Rozdział 24
Amulon prześladuje Almę i jego lud. Zostaną zabici, jeżeli będą się modlić. Pan sprawia, że ich brzemiona zdają się lekkie. Ratuje ich z niewoli i powracają do Zarahemli. W okresie lat 145–120 p.n.e.
1. I stało się, że Amulon zdobył przychylność w oczach króla Lamanitów; dlatego król Lamanitów zgodził się, aby Amulon i jego bracia zostali wyznaczeni na nauczycieli jego ludu w ziemi szemlońskiej i w ziemi szilomskiej, i w ziemi amulońskiej.
2. Albowiem Lamanici wzięli w posiadanie wszystkie te ziemie; dlatego król Lamanitów wyznaczył królów nad tymi wszystkimi ziemiami.
3. A królem Lamanitów był Laman, nazwany tak po swym ojcu; był on więc nazywany królem Lamanem. I był królem nad bardzo licznym ludem.
4. I wyznaczył nauczycieli spośród braci Amulona w każdej ziemi, którą zajmował jego lud; i tak zaczęto nauczać języka Nefiego pośród całego ludu Lamanitów.
5. I byli oni przyjaźnie usposobieni między sobą; jednakże nie znali Boga; ani też bracia Amulona nie nauczali ich niczego o Panu, ich Bogu, ani o prawie Mojżesza; ani nie uczyli ich słów Abinadiego.

*Wykaz danych*
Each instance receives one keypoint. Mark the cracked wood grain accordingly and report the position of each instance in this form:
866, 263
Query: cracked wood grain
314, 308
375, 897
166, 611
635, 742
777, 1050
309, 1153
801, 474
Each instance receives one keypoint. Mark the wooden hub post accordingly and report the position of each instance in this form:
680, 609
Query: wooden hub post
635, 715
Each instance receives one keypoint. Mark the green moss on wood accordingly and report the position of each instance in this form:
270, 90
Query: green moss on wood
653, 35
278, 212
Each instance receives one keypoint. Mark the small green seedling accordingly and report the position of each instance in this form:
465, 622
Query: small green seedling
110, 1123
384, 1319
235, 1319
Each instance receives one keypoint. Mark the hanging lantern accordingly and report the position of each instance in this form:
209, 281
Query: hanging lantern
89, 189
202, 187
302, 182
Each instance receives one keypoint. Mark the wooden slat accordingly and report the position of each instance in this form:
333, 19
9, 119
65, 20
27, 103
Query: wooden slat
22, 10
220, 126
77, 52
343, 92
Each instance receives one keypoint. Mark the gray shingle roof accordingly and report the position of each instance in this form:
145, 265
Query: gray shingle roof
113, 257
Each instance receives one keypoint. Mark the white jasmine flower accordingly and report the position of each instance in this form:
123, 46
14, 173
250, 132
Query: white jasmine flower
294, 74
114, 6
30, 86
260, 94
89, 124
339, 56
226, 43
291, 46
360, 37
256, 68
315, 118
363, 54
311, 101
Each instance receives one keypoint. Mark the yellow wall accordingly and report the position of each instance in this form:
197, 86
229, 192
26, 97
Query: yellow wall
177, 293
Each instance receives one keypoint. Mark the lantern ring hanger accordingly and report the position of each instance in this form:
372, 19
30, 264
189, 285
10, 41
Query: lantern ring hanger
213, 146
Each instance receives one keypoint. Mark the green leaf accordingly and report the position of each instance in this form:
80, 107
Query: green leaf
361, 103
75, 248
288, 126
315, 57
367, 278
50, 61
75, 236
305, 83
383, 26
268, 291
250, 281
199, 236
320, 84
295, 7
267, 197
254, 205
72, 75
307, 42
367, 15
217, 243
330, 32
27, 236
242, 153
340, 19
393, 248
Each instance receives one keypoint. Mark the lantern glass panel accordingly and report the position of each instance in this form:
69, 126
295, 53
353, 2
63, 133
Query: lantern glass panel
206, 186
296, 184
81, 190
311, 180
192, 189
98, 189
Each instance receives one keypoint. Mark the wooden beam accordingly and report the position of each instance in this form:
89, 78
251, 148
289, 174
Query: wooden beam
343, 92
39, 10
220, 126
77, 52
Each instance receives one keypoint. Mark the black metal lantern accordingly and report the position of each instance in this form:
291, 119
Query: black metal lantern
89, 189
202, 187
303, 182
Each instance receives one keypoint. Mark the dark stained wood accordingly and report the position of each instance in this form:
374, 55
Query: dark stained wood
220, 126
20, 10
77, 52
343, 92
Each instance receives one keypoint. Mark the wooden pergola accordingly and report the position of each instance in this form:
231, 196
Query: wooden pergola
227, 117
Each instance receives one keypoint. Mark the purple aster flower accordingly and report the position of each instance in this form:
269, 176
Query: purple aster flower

*Krótkie zadanie 1*
Odpowiedz na podstawie tekstu o Amulonie:
(a) W jakich trzech ziemiach Amulon i jego bracia zostali wyznaczeni na nauczycieli?
(b) Po kim król Laman otrzymał swoje imię?
(c) Jakiego języka zaczęto nauczać pośród całego ludu Lamanitów?
*Krótkie zadanie 2*
Kontynuuj tekst o Amulonie, zaczynając po jego ostatnim zdaniu.
Wykaz nie ma żadnego związku z tekstem o Amulonie.

*Wynik ćwiczenia 1*
(a) W ziemi szemlońskiej, w ziemi szilomskiej i w ziemi amulońskiej.
(b) Po swoim ojcu.
(c) Języka Nefiego.

*Wynik ćwiczenia 2*
6. Uczyli ich natomiast pisać, aby zapisywali swe dzieje i mogli pisać do siebie nawzajem.
7. I tak Lamanici zaczęli się bogacić i handlować ze sobą, i wzrastać w siłę, i stawali się sprytnym i mądrym ludem w pojęciu świata, zaiste, nawet bardzo sprytnym ludem, lubującym się we wszelkiego rodzaju niegodziwości i w plądrowaniu wszystkich poza swymi braćmi.
8. I teraz stało się, że Amulon zaczął sprawować władzę nad Almą i jego braćmi i zaczął go prześladować, i spowodował, że jego dzieci prześladowały ich dzieci.
9. Albowiem Amulon znał Almę i wiedział, że był jednym z kapłanów króla, i wiedział, że był tym, który dał wiarę słowom Abinadiego i został wypędzony sprzed oblicza króla, i dlatego mścił się na nim; i chociaż podlegał królowi Lamanowi, wykorzystywał swą władzę nad nimi, dodając im obowiązków i ustanawiając nad nimi nadzorców.
10. I stało się, że tak wielkie były ich udręki, że zaczęli wołać usilnie do Boga.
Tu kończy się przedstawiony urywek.